## [Exercise directions]
Starting with the line with "Where can the background" and going on through the end of the material, write those lines out again, swapping "background tree" for "distant tree" and leaving everything else unchanged. Omit the pictures.

===============

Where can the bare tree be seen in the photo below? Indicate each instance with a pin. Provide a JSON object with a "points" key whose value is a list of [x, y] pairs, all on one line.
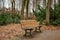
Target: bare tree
{"points": [[13, 5], [27, 6]]}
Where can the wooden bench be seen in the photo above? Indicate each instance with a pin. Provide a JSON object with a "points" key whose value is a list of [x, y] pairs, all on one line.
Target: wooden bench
{"points": [[30, 27], [28, 31]]}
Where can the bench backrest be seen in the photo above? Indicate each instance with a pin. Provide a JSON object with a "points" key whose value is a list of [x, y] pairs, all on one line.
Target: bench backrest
{"points": [[29, 23]]}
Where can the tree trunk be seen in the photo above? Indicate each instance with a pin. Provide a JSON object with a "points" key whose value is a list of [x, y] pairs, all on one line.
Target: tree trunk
{"points": [[22, 9], [27, 7], [3, 4], [59, 2], [13, 5], [44, 3], [48, 12]]}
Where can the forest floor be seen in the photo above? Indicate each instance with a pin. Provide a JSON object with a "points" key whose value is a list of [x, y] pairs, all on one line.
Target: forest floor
{"points": [[15, 32]]}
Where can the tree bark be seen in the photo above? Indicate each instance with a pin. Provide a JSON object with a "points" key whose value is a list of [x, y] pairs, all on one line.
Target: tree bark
{"points": [[22, 9], [27, 7], [48, 12]]}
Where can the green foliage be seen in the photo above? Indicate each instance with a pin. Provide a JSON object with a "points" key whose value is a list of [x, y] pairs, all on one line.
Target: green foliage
{"points": [[40, 15], [7, 18]]}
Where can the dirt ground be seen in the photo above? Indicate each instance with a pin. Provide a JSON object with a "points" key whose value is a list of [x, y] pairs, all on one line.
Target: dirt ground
{"points": [[12, 31]]}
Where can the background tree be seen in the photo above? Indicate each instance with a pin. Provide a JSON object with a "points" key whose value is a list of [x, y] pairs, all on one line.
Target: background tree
{"points": [[27, 7], [22, 9], [13, 5], [48, 12]]}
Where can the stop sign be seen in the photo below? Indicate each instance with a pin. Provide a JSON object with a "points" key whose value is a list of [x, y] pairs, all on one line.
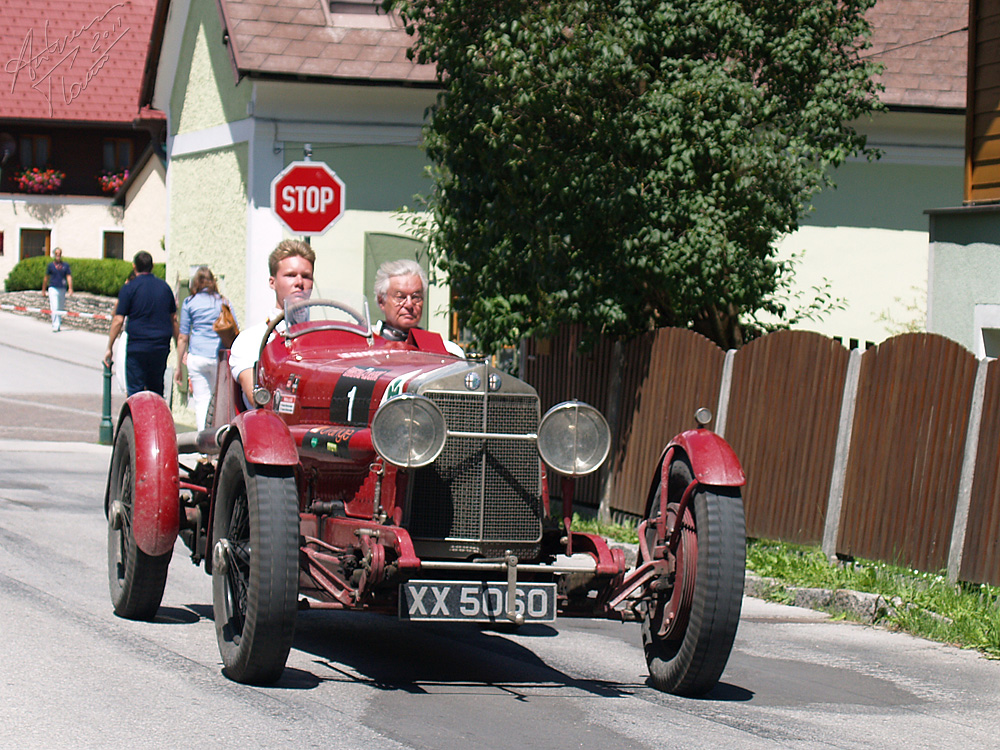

===============

## [Exercise response]
Where can the distant tree be seen in the photo above? Indicate each instance with a pin. Provide a JSON object with a "points" key whose value is a list of [x, y] pairs, all on one line.
Target: distant tree
{"points": [[27, 7], [22, 9], [13, 5], [48, 12]]}
Where can the stop sign be seen in the photo below? Indicate each instance with a pin. Provide a JSON object with a "points" key whose value is a list of [x, y] pairs, all on one line.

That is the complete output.